- [REQUEST]:
Return every one of the following entries verbatim, reproducing each line with no changes.
•••••
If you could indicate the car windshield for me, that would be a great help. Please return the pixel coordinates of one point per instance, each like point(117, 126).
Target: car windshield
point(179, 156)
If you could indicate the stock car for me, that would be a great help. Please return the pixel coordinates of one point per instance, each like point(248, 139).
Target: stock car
•••••
- [EXERCISE ANSWER]:
If you could indicate the car windshield for me, that would be a great help. Please return the pixel coordinates of one point per instance, each like point(117, 126).
Target: car windshield
point(179, 156)
If you could indicate the stock car for me, that would be a great help. Please return the pixel coordinates of one point per instance, each like point(248, 139).
Target: stock car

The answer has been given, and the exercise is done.